(Recorded data Opens)

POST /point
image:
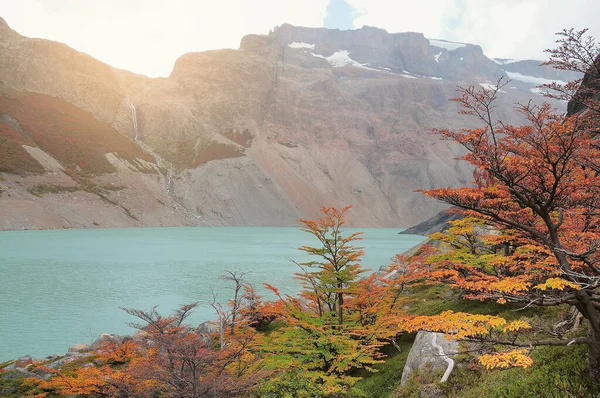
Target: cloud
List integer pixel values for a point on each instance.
(503, 28)
(147, 36)
(339, 15)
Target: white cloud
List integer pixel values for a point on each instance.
(147, 36)
(503, 28)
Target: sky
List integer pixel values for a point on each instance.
(147, 36)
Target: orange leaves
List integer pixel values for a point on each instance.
(272, 288)
(557, 284)
(505, 360)
(455, 324)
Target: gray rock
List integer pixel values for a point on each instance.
(78, 349)
(65, 360)
(430, 348)
(23, 362)
(107, 338)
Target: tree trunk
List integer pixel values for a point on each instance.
(593, 359)
(340, 308)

(Recorded data Closes)

Repeat exactly, please: transcribe each entry and leave out the pictures.

POST /point
image:
Target: cloud
List integer pixel values for a point on each instance.
(503, 28)
(147, 36)
(339, 15)
Target: white cloud
List integer pixel values for a point on each instance.
(147, 36)
(503, 28)
Target: sky
List integer pixel values for a point on each instance.
(147, 36)
Target: orange leaves
List integer pixel values for a point on each instance.
(272, 288)
(557, 284)
(505, 360)
(455, 324)
Target: gray rock
List integer pixel values for a point on each instance.
(78, 349)
(65, 360)
(430, 348)
(23, 362)
(107, 338)
Target: tree trunk
List integer pixel values for a point on each instance.
(593, 359)
(340, 308)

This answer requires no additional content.